### WHAT YOU SHOULD DO
Reproduce the lines from the one containing "of the white" through the one containing "266], [313, 243]]", inclusive, substituting "gray cloud" for "white cloud" and keeping everything else the same.

### PROVIDED MATERIAL
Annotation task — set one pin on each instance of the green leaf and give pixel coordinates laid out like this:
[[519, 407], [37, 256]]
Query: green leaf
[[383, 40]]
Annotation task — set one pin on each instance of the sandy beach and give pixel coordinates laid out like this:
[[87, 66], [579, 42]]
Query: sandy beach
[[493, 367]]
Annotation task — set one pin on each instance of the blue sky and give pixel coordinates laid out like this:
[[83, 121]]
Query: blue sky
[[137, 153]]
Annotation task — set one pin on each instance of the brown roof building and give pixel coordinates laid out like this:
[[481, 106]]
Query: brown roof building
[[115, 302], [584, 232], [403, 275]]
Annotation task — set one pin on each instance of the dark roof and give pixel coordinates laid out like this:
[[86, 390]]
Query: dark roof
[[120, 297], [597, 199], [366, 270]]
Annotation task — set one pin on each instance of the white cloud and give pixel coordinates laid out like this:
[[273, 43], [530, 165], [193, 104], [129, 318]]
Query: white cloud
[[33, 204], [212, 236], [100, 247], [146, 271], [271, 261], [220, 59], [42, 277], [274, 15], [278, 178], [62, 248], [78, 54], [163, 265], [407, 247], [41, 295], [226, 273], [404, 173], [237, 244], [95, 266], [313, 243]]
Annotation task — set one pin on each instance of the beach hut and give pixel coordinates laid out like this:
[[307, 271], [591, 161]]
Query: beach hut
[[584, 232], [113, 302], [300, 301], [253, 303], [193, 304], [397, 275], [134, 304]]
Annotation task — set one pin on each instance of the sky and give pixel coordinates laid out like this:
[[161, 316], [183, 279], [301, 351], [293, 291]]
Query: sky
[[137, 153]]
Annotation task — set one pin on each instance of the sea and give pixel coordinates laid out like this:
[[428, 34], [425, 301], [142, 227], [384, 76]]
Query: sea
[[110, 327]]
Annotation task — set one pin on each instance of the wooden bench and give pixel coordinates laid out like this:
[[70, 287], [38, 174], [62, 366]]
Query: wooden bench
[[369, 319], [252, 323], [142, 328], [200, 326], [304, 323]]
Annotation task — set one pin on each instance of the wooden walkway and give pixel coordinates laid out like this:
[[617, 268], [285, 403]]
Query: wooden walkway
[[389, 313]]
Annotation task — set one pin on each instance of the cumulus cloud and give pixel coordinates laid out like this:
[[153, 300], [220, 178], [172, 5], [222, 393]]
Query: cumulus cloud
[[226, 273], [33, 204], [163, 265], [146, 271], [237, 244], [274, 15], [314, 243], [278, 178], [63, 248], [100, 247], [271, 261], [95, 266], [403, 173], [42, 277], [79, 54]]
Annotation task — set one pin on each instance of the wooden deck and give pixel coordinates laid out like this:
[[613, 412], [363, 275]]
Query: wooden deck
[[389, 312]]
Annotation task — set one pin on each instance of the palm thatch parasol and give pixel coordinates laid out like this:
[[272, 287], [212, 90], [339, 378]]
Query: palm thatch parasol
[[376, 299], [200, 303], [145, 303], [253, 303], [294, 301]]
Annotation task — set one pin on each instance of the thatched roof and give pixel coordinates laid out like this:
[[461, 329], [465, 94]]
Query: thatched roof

### EXPECTED OUTPUT
Annotation task — set one pin on each instance of the gray cloud and give pixel coordinates laid out like this:
[[273, 43], [530, 165], [193, 104], [129, 318]]
Query: gray cloud
[[33, 204], [212, 236], [100, 247], [146, 271], [271, 261], [220, 59], [42, 277], [274, 15], [278, 178], [62, 248], [78, 54], [163, 265], [407, 247], [41, 295], [226, 273], [404, 173], [237, 244], [95, 266], [313, 243]]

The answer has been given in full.